Copy out, exactly as written, only the line containing "Target: green mountain slope" and the lines after it through the end of the records.

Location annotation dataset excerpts
--
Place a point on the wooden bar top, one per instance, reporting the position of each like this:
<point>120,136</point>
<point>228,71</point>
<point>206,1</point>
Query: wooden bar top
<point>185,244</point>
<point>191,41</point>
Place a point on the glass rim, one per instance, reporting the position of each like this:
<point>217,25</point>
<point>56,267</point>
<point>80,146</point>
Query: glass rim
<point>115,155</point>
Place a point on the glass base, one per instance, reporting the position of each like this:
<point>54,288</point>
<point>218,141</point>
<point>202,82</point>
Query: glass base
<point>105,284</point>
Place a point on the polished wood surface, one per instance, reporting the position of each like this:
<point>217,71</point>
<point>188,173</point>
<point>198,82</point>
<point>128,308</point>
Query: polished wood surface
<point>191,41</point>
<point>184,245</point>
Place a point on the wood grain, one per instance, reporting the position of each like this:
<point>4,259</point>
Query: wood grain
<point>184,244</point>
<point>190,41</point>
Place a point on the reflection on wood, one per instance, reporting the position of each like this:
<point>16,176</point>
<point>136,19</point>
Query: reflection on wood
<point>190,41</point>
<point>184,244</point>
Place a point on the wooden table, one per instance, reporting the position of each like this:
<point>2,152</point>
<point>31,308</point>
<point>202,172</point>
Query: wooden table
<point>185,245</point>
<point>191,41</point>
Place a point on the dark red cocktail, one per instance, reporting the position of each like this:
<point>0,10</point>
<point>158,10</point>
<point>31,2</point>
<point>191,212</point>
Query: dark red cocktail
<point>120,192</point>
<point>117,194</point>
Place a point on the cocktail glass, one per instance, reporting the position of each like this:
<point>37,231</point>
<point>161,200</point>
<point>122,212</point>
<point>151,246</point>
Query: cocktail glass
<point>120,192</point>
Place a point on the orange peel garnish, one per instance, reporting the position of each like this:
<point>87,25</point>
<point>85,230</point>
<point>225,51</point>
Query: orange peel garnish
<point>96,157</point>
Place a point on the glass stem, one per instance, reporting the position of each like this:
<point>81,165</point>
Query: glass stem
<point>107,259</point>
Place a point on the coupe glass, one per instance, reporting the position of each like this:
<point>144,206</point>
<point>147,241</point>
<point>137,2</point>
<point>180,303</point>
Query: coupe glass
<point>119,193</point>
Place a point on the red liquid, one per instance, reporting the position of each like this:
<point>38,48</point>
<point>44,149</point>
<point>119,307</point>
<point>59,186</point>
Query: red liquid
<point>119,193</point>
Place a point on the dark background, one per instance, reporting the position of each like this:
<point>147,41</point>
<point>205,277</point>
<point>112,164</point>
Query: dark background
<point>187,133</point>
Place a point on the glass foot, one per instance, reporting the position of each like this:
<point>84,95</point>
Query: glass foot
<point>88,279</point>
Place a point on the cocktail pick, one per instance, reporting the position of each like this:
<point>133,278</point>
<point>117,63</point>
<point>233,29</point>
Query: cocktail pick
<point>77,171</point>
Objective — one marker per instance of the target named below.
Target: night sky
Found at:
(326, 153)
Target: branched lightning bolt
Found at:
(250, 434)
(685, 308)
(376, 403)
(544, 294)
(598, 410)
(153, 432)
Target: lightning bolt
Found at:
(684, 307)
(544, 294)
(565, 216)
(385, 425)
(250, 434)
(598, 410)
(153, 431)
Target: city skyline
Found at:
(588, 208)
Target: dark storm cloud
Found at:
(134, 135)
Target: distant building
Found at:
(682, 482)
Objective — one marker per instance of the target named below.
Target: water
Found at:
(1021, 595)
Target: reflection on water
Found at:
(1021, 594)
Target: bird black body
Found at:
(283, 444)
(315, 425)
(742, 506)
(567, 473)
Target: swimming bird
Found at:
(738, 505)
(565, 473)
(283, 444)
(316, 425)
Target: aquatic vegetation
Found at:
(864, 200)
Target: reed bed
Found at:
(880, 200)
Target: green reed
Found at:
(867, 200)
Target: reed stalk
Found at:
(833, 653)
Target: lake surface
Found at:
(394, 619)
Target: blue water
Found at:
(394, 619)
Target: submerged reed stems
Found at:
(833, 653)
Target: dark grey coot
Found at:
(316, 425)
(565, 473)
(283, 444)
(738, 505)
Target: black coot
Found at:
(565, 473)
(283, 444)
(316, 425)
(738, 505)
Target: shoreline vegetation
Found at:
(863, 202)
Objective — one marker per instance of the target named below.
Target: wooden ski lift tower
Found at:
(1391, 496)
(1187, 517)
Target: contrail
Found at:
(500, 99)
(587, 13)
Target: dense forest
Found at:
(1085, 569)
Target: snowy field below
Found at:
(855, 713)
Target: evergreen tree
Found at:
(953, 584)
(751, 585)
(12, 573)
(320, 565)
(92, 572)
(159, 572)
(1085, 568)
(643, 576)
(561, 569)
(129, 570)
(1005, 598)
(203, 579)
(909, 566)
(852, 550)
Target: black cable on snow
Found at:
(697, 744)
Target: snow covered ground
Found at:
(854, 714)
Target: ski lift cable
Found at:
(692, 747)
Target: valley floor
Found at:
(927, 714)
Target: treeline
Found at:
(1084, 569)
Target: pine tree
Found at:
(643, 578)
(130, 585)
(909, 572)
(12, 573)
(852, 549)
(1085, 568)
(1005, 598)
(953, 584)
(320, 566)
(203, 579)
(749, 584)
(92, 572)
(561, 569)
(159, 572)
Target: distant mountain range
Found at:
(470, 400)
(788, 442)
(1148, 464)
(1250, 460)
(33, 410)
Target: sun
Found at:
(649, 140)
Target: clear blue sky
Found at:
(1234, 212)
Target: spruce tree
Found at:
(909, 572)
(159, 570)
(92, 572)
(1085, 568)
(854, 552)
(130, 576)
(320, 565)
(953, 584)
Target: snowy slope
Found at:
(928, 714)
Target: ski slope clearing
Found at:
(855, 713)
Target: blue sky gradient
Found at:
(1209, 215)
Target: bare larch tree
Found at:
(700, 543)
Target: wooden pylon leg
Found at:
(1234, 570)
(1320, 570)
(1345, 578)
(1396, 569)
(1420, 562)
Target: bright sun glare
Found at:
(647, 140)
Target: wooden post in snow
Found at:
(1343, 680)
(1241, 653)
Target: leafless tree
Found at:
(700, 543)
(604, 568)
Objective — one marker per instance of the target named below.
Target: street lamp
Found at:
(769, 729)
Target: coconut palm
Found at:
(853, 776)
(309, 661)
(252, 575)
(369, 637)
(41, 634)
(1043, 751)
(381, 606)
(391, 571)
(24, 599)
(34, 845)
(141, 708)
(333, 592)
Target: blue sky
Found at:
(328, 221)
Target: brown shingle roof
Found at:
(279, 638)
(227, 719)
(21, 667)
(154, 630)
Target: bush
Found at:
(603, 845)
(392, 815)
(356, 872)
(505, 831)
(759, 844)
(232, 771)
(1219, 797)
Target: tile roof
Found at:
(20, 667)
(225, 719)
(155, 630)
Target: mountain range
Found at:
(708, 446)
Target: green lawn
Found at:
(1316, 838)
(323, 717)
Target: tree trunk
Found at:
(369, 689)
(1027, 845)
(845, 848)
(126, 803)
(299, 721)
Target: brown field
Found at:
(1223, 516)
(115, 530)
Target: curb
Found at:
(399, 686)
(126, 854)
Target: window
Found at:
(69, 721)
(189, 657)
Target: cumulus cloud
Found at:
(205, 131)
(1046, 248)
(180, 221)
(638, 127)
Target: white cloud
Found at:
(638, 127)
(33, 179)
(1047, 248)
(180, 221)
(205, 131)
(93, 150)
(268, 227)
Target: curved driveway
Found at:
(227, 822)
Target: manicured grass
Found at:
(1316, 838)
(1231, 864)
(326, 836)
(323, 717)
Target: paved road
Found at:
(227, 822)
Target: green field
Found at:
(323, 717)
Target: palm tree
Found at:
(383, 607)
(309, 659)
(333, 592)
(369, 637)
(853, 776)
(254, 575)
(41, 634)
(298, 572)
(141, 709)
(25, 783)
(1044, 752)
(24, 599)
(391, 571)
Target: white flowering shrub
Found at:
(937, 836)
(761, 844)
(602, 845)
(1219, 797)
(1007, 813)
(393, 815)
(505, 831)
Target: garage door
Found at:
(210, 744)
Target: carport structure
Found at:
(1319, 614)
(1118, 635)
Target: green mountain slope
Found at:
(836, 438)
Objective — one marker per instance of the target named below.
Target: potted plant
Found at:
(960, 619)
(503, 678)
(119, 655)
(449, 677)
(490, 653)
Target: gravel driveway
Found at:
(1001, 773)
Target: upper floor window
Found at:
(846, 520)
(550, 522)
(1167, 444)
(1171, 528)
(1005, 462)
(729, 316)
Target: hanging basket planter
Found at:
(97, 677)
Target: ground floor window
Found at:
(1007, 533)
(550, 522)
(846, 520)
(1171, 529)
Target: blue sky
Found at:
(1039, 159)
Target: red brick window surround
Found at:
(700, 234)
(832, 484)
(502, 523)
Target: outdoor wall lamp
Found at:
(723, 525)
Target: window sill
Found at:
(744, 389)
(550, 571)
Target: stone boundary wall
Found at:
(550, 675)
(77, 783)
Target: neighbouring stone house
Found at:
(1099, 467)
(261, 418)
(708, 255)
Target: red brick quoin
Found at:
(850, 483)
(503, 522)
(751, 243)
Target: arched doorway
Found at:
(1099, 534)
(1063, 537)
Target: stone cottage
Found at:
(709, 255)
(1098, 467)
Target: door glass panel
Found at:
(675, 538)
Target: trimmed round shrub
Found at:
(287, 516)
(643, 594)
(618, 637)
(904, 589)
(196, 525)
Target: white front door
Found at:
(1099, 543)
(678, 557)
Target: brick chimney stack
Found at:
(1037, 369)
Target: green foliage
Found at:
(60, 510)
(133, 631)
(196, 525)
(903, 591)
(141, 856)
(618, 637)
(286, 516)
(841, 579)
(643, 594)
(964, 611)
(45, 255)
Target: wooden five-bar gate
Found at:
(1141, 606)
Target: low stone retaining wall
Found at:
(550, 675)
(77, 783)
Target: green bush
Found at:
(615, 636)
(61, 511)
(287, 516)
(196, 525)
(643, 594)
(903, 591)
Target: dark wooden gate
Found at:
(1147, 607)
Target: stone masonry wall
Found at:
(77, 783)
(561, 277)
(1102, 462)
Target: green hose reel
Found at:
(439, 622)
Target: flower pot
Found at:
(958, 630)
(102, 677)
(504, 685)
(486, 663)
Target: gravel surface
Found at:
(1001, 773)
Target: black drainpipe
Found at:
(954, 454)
--
**OUTPUT**
Target: green mountain slope
Found at:
(836, 438)
Objective — one marker per instance of the target named below.
Target: potted plant
Found at:
(960, 619)
(503, 678)
(119, 655)
(449, 677)
(490, 653)
Target: gravel driveway
Found at:
(1001, 773)
Target: upper floor window
Found at:
(846, 520)
(550, 522)
(1167, 444)
(1171, 528)
(1005, 462)
(729, 316)
Target: hanging basket planter
Found at:
(97, 677)
Target: ground floor window
Found at:
(1007, 533)
(550, 522)
(846, 520)
(1171, 529)
Target: blue sky
Found at:
(1039, 159)
Target: red brick window surround
Found at:
(700, 234)
(832, 484)
(502, 523)
Target: outdoor wall lamp
Found at:
(723, 525)
Target: window sill
Found at:
(744, 389)
(550, 571)
Target: stone boundary wall
Found at:
(550, 675)
(77, 783)
Target: neighbouring stone house
Found at:
(1099, 467)
(261, 418)
(708, 255)
Target: red brick quoin
Found at:
(850, 483)
(503, 522)
(751, 243)
Target: arched doorway
Found at:
(1099, 534)
(1063, 537)
Target: stone cottage
Found at:
(709, 255)
(1098, 467)
Target: door glass panel
Found at:
(675, 538)
Target: trimmed round shrub
Found at:
(287, 516)
(643, 594)
(618, 637)
(904, 589)
(196, 525)
Target: white front door
Found at:
(1099, 543)
(678, 557)
Target: brick chimney stack
Found at:
(1037, 369)
Target: green foliage
Found at:
(60, 510)
(133, 631)
(196, 525)
(903, 591)
(141, 856)
(618, 637)
(286, 516)
(841, 579)
(643, 594)
(964, 611)
(45, 255)
Target: wooden five-bar gate
Found at:
(1141, 606)
Target: low stone retaining wall
Found at:
(550, 675)
(77, 783)
Target: green bush
Found at:
(615, 636)
(61, 511)
(287, 516)
(196, 525)
(643, 594)
(903, 591)
Target: dark wooden gate
Found at:
(1147, 607)
Target: stone masonry wall
Found at:
(77, 783)
(561, 277)
(1102, 462)
Target: green hose reel
Found at:
(439, 622)
Target: flower pot
Found at:
(958, 630)
(102, 677)
(504, 685)
(486, 663)
Target: gravel surface
Found at:
(1001, 773)
Target: black drainpipe
Found at:
(954, 454)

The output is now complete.